**Written exercise:**
Answer these questions from the restricted-cash passage:
1. How much in outstanding 2019 convertible notes was repaid?
2. What amount of reserves held in distribution accounts does the chart show?
3. At the end of 2018, what was the total restricted cash held in distribution accounts impacted by PG&E?

— begin Passage shown —

Specifically, the repayment of the $221 million in outstanding 2019 convertible notes and the $19 million used to buyout the Wind TE HoldCo tax equity partnership in January.

In the chart, we provide the three key areas of restricted cash, including reserves held in distribution accounts of $34 million. In the normal course, this account holds the cast related to consolidated projects that is restricted from distribution until compliance covenants have been met under the various project-level credit agreements.

Upon meeting the compliance covenant, this cash would then be available for distribution and use for corporate level capital allocation or non-recourse HoldCo debt service if applicable. In that regard, since the projects impacted by PE&G are in the fold, we are anticipating this account will build overtime as the project perform or until such distributions are no longer restricted by project lenders.

As you can see, as at the end of 2018, total restricted cash held in distribution accounts impacted by PG&E was $31 million. Despite this impact, with the revolver completely undrawn, the Company maintains adequate liquidity to fund its revised capital allocation plan. We will continue to provide this update on a regular basis.

With that, I'll turn it back to Chris for his closing remarks.

— end Passage shown —
— begin Information provided —

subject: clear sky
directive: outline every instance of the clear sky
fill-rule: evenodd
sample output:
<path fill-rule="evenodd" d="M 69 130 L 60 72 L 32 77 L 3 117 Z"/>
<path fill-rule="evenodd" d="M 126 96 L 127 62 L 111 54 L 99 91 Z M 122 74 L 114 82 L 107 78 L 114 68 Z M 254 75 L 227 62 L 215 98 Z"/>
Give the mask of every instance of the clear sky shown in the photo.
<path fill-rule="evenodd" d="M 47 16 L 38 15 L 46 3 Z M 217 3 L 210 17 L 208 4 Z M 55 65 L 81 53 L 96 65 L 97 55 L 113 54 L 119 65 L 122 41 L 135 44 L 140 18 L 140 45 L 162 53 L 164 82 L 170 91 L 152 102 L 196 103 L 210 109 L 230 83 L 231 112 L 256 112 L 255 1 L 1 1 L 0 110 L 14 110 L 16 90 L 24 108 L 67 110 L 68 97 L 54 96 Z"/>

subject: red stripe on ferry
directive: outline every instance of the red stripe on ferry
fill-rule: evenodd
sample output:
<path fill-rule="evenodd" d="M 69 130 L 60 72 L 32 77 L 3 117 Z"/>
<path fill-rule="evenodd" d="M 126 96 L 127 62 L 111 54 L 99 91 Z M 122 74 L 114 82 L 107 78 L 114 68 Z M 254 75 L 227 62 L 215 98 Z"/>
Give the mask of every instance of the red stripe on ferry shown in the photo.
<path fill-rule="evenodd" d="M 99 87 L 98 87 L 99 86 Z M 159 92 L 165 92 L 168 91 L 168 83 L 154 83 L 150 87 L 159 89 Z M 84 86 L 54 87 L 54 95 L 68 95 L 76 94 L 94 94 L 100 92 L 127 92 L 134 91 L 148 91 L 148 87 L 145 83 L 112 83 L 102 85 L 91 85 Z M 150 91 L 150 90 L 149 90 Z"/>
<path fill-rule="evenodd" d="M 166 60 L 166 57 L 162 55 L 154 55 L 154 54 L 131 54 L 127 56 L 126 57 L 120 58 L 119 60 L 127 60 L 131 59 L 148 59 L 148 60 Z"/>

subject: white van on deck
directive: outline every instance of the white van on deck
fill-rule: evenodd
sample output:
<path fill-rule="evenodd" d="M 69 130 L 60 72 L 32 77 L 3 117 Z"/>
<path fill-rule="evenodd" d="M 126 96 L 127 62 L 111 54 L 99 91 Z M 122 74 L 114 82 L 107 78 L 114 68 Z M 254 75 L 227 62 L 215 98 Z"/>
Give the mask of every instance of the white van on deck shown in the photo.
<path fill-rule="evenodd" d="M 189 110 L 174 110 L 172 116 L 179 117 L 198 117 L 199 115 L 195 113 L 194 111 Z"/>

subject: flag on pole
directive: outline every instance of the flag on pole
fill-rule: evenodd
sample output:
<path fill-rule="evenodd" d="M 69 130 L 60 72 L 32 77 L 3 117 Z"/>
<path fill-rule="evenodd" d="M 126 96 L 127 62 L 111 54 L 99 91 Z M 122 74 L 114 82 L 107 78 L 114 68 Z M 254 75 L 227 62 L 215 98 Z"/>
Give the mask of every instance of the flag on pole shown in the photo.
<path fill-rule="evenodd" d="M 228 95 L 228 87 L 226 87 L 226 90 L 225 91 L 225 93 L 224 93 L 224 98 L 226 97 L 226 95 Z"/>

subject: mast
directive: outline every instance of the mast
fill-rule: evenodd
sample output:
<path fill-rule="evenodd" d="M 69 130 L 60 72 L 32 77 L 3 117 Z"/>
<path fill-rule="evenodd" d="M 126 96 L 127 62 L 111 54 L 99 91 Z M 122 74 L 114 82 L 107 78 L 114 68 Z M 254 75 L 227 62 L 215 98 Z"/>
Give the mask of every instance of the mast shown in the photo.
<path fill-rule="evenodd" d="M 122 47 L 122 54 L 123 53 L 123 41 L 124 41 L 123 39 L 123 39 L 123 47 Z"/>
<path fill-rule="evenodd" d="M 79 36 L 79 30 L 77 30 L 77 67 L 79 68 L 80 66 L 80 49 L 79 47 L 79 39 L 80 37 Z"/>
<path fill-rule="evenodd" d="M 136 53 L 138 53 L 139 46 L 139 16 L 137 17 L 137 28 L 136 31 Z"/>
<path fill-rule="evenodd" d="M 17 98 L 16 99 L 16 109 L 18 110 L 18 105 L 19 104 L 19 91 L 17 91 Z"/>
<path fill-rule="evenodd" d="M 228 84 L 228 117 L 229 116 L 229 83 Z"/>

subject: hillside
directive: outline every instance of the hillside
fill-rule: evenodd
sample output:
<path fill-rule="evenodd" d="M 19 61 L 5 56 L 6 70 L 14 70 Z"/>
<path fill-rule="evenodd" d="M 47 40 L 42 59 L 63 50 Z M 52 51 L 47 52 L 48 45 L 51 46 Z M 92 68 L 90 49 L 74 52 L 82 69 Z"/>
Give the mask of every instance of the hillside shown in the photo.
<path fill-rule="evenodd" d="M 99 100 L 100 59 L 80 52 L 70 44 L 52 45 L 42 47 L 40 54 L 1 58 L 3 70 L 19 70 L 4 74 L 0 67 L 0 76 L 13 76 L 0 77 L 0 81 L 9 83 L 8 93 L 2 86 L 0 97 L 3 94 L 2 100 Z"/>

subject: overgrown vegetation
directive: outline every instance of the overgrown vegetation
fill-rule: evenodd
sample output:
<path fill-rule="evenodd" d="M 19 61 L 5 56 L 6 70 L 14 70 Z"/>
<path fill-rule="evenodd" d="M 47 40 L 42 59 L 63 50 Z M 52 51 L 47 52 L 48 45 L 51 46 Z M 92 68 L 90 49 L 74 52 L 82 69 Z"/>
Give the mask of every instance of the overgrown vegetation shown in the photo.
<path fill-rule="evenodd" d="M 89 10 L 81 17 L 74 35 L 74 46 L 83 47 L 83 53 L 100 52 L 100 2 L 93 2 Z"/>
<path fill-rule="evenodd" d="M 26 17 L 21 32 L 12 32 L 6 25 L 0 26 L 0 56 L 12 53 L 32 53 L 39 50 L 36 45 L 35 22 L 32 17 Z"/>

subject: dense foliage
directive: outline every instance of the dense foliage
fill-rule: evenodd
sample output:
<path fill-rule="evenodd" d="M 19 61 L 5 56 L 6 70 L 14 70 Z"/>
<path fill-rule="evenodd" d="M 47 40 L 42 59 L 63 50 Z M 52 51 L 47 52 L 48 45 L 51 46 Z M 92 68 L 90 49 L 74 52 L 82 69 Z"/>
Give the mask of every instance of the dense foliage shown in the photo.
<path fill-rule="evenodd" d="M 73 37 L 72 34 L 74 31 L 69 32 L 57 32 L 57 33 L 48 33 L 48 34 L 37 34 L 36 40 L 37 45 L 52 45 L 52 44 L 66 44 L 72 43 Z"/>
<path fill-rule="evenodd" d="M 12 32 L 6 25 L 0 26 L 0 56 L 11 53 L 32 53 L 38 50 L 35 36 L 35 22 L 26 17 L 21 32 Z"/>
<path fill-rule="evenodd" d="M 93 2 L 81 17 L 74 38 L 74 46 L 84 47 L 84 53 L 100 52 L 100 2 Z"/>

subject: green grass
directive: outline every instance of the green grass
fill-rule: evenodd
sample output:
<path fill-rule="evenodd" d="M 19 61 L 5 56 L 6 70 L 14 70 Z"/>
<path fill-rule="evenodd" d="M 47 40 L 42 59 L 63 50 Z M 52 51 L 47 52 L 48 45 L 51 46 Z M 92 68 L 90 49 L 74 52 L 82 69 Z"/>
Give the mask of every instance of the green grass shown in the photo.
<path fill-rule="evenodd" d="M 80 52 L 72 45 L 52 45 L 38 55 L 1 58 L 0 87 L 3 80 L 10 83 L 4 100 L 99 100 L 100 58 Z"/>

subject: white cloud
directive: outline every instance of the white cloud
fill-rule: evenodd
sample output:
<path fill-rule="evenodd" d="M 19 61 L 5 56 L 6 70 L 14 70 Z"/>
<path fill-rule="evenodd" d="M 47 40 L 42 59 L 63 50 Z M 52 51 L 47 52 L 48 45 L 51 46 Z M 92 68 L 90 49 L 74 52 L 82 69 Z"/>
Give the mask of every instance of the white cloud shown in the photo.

— end Information provided —
— begin Information provided —

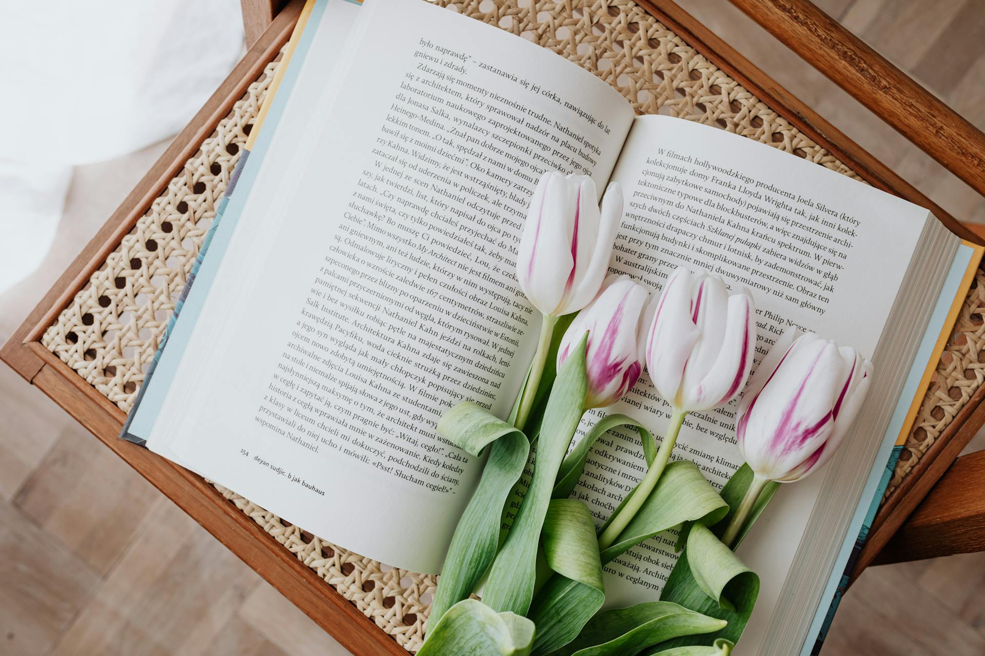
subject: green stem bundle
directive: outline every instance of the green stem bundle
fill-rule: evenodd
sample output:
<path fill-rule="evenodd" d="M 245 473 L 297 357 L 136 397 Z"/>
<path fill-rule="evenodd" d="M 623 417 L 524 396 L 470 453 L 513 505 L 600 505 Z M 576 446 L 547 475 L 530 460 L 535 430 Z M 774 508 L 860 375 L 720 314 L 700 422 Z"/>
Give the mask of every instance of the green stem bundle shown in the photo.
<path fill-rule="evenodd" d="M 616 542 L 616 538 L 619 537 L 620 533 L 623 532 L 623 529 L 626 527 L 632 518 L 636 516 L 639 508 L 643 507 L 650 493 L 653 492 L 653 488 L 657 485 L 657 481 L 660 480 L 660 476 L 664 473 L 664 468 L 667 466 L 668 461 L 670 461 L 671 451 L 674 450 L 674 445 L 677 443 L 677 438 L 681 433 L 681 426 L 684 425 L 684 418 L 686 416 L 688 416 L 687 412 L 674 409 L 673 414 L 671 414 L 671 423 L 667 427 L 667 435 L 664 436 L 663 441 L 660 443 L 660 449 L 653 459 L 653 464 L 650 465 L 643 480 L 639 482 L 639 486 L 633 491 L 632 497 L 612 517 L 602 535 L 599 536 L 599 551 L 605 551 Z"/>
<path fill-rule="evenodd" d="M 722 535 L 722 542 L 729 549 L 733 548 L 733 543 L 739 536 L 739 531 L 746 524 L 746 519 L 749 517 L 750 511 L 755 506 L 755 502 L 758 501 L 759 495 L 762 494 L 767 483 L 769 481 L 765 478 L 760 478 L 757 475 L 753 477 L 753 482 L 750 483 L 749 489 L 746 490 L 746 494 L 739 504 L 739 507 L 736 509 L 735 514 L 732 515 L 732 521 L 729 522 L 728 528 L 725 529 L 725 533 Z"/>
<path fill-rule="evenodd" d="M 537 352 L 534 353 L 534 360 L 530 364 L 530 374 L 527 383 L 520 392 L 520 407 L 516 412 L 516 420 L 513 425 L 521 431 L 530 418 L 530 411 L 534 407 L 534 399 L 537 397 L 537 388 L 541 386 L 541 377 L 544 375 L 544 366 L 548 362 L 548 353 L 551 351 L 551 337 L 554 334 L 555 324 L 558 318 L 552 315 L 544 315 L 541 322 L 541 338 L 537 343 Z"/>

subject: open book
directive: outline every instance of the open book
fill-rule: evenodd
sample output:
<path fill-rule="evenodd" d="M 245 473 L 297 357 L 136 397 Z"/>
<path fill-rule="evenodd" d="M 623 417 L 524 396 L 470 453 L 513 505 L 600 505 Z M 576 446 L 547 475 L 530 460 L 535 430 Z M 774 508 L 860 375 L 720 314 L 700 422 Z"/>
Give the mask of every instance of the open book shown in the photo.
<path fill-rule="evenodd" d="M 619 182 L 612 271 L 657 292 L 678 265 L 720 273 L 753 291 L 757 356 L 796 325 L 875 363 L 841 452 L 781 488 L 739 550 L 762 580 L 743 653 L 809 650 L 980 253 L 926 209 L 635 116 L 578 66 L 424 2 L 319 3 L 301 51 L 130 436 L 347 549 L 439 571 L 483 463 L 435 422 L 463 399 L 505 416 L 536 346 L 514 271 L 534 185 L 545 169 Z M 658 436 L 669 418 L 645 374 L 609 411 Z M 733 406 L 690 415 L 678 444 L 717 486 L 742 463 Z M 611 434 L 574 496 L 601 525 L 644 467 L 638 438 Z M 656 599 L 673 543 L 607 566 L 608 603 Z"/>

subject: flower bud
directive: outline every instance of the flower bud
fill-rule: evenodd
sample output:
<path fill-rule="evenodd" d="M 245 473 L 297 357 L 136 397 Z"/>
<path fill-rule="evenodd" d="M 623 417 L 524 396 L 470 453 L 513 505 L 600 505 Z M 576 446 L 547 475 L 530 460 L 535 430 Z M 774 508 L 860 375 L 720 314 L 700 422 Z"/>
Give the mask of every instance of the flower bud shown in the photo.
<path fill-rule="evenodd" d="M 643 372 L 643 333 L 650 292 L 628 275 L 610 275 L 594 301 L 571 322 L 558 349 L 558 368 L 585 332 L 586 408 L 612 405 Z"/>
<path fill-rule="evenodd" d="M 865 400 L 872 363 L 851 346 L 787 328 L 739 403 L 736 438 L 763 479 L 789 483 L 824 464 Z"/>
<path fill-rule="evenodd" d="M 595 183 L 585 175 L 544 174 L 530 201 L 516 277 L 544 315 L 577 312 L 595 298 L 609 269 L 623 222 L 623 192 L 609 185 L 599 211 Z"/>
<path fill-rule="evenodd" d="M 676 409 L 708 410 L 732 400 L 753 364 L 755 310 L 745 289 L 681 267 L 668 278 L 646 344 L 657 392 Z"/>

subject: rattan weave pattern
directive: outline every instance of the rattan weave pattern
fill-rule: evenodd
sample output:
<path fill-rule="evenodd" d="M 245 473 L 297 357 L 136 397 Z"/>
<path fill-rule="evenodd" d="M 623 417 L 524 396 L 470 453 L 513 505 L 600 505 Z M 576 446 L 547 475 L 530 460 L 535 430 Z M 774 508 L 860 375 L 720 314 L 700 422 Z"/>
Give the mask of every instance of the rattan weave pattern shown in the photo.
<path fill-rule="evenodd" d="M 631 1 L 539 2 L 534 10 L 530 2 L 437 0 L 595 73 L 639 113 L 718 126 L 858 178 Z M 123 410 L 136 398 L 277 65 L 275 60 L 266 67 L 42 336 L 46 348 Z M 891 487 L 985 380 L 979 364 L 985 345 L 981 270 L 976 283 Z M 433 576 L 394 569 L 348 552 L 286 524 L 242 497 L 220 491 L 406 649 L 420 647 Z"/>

— end Information provided —

**Solution to the exercise:**
1. $221 million
2. $34 million
3. $31 million